#### DATA SECTION:
○ ○ ○ ○
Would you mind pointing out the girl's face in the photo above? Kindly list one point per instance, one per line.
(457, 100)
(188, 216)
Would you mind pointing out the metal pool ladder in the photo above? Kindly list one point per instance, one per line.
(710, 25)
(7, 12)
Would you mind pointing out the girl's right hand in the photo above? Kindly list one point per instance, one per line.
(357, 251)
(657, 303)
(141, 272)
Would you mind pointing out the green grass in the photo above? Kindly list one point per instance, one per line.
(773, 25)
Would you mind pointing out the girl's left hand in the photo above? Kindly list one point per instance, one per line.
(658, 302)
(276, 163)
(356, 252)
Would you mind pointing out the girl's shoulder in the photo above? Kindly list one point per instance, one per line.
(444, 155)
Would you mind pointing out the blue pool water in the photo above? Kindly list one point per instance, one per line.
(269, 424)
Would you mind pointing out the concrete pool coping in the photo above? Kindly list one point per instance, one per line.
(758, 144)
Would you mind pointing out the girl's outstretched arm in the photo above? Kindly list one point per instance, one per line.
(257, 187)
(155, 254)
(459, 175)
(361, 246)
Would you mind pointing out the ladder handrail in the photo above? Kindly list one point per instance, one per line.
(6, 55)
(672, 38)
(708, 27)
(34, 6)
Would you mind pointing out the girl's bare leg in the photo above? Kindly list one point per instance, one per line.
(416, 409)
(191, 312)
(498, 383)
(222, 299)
○ ○ ○ ○
#### EXERCISE REQUIREMENTS:
Substitute "child's" for "girl's" throughout the records above and write them out again with everything else left as it is.

#### THE RESULT:
Would you mind pointing out the child's face in the photo above? Kindly list one point per instance, one per line.
(457, 100)
(188, 216)
Would you mind pointing out the metal pool ladder in the photo above? Kindly list one point per instance, one per line.
(710, 25)
(7, 12)
Would you mind pointing out the child's right hand in the photo above? Kindly list one point per instance, one per line.
(357, 251)
(657, 303)
(141, 272)
Would you mind pointing out the green grass in the photo above? Kindly list one point per instance, one per line.
(773, 25)
Would you mind pointing out the child's left hand in the photo above? Kindly list one point per instance, one per line.
(658, 302)
(276, 163)
(356, 252)
Would you mind pointing out the child's shoulder in the photo above? Kindly list one point per instance, one per line.
(444, 155)
Would you mind pointing out the blue pool water in the photo above? Kindly list one point per instance, one per line.
(269, 424)
Would you mind pointing out the concrete pool coping in the photo above? Kindly list one point per instance, one per line.
(758, 144)
Would you mind pointing out the child's outstretched arm in the photo above? Kindly list one point per instance, one per line.
(257, 187)
(155, 254)
(459, 175)
(361, 246)
Would you mind pointing out the ladder handrail in the photo above? Kindly list one point per instance, one per line.
(6, 55)
(672, 38)
(708, 27)
(34, 6)
Would you mind pointing out the child's bare leg in the photo above? Kindly list one point per instance, one per line.
(416, 409)
(191, 312)
(498, 383)
(222, 299)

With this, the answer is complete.